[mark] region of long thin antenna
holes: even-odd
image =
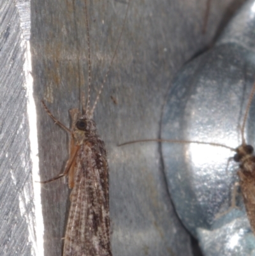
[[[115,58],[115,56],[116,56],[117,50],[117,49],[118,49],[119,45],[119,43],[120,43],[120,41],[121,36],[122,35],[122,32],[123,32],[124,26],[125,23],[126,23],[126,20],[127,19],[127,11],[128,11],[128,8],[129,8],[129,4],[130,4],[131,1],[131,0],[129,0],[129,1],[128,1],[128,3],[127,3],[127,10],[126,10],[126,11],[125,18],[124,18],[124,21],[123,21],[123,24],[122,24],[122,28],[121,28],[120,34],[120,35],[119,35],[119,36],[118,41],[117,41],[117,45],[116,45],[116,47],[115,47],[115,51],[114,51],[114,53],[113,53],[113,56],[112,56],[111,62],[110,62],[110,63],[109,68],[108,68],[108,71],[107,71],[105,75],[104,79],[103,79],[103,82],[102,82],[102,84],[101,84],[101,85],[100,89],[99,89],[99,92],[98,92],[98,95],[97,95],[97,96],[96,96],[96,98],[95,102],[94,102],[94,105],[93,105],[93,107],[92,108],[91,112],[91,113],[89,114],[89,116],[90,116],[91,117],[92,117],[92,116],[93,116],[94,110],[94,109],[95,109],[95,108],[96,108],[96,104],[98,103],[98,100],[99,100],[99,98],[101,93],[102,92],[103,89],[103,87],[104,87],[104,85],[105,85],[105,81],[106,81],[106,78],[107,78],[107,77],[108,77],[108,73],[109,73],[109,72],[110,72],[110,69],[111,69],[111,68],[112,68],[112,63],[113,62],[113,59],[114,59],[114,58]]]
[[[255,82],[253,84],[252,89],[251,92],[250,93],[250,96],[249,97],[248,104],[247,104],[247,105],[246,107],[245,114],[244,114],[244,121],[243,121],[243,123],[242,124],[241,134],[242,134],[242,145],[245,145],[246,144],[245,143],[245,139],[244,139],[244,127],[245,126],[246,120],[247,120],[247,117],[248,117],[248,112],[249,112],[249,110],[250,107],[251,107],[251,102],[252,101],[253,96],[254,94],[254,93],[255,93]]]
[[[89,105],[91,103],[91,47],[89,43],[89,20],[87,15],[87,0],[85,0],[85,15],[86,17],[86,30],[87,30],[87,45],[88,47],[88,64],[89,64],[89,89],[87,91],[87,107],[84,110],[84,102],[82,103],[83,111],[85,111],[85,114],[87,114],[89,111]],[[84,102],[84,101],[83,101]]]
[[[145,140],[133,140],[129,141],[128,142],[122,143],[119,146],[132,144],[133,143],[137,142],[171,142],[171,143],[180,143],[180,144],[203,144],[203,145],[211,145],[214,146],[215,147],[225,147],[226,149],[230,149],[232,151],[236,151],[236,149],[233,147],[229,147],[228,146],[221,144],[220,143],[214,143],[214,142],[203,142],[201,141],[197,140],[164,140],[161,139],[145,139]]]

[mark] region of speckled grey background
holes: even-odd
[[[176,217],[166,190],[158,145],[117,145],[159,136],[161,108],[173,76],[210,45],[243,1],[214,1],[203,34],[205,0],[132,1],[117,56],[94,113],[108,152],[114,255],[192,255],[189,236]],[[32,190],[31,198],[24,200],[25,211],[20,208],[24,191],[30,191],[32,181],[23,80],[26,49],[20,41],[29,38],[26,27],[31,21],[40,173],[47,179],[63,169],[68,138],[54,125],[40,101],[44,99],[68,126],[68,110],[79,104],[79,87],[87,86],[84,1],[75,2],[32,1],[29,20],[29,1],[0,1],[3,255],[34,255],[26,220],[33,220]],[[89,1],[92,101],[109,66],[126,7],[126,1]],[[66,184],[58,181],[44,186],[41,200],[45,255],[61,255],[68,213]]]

* * *

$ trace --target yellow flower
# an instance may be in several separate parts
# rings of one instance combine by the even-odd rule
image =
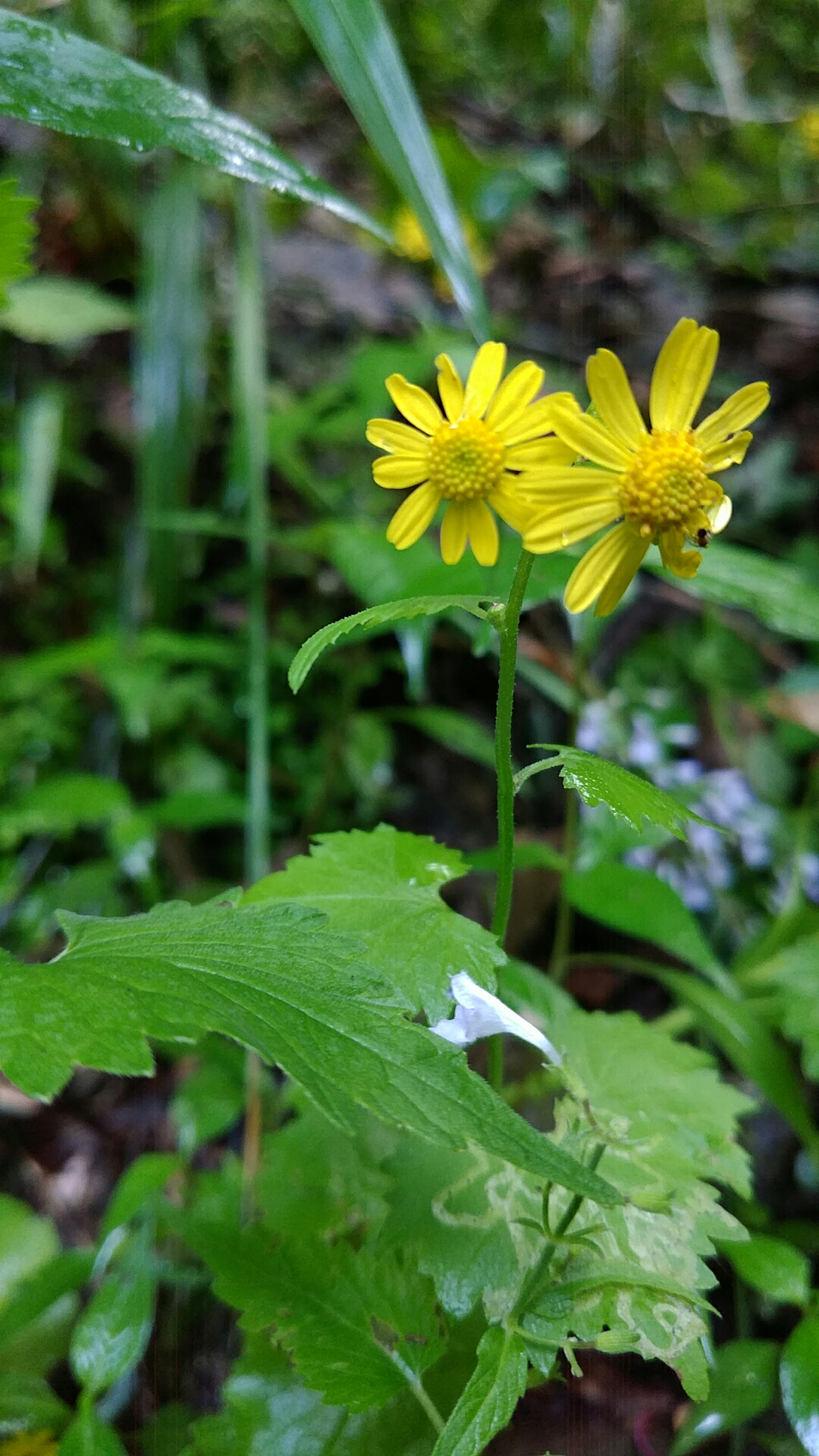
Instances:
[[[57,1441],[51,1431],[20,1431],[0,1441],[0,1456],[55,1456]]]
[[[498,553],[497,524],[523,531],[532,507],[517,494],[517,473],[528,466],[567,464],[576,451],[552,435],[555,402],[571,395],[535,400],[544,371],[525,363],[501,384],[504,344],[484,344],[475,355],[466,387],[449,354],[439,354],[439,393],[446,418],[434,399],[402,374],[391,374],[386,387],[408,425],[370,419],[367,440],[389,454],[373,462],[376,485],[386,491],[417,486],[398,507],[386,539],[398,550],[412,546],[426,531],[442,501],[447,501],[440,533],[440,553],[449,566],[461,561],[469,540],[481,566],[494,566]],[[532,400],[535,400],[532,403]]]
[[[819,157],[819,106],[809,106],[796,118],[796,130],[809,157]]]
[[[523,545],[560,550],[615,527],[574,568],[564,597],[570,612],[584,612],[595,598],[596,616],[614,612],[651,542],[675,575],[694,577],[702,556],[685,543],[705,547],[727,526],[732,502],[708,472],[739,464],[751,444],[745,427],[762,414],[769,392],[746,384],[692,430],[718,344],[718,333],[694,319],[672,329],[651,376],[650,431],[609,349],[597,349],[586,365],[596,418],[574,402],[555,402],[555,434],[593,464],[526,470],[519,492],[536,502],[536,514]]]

**Task:** Pull out every line of the rows above that contains the string "mark".

**Solution for this task:**
[mark] region of long thin antenna
[mark] region of speckled grey background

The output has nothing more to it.